# [REQUEST]
Rewrite the lines from the line with "Q: For every instance of the unopened" through the last line, replacing "wooden post" with "fence post" and leaving everything else as it is.

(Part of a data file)
__________________________________________________
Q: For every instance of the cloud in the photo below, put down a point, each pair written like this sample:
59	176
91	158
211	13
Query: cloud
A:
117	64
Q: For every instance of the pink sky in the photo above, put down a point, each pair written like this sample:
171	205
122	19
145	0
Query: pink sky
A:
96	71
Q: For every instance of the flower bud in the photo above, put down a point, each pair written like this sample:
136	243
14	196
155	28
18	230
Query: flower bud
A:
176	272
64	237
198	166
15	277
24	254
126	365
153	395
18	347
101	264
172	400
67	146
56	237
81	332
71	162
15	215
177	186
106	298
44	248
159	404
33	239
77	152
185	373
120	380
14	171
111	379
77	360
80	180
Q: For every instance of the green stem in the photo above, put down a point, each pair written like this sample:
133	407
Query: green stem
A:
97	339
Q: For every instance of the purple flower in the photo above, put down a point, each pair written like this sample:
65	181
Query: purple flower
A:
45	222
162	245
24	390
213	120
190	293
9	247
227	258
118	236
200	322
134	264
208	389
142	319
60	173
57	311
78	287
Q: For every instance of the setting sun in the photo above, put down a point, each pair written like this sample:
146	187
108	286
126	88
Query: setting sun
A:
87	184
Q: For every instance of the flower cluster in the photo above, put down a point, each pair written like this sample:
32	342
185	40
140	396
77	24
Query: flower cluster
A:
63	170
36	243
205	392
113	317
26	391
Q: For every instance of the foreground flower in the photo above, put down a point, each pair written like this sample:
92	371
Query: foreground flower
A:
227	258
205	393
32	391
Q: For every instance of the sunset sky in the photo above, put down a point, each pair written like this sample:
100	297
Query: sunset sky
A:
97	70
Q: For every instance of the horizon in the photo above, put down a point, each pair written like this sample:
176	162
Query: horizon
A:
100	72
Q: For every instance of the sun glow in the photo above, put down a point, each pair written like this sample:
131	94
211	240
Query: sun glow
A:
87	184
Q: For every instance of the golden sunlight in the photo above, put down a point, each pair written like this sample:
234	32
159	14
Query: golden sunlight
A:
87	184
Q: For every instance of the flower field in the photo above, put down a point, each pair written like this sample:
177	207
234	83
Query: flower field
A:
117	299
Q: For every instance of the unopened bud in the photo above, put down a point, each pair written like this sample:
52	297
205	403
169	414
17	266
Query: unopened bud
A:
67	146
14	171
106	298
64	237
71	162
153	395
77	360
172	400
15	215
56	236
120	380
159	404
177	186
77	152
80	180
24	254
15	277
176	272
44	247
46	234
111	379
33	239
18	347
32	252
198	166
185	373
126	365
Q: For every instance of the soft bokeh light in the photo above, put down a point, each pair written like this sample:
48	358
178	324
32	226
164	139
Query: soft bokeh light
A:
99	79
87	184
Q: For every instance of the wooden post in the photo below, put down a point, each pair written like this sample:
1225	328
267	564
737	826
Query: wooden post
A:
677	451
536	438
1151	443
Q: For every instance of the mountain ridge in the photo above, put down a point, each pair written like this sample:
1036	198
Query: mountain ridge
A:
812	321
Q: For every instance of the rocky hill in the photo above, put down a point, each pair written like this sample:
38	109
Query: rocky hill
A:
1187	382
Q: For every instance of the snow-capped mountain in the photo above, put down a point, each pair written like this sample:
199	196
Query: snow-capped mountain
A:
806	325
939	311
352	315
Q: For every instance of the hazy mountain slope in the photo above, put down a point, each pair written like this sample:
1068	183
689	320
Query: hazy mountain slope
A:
__________________________________________________
# [SOLUTION TO THE PROBLEM]
Q: For every instance of the unopened bud in the photo above, put down a point, each pair written like this sample:
52	297
205	403
169	414
17	266
Query: unopened bud
A:
67	146
14	171
106	298
64	237
71	162
153	395
77	360
172	400
15	215
56	236
120	380
159	404
177	186
77	152
80	180
24	254
15	277
176	272
44	247
46	234
111	379
33	239
18	347
32	252
198	166
185	373
126	365
Q: For every instance of the soft bokeh light in the photo above, put down a point, each pair written like this sample:
48	358
178	324
32	226
164	139
Query: soft bokeh light
A:
99	79
87	184
Q: For every instance of the fence post in the photo below, put down a point, each pair written like this sample:
1225	328
267	564
737	826
Query: fence post
A:
677	451
536	438
1151	443
Q: For every instance of the mountain ridge in the photo above, put down a point, each pair written like this sample:
1036	198
Query: mountain ridge
A:
812	321
Q: For every instance of the rocky hill in the photo above, put down a point, each pair written like this sample:
38	109
Query: rocky hill
A:
1187	382
Q: For every instance of the snow-capped mountain in the photo above, put down a point, each pair written like this sample:
199	196
Query: snow-capped mountain
A:
806	325
939	311
352	315
Q: For every instance of the hazy mountain slope in the photo above, put down a point, each pair written like this sample:
1068	183
689	320
Query: hazy mountain slope
A:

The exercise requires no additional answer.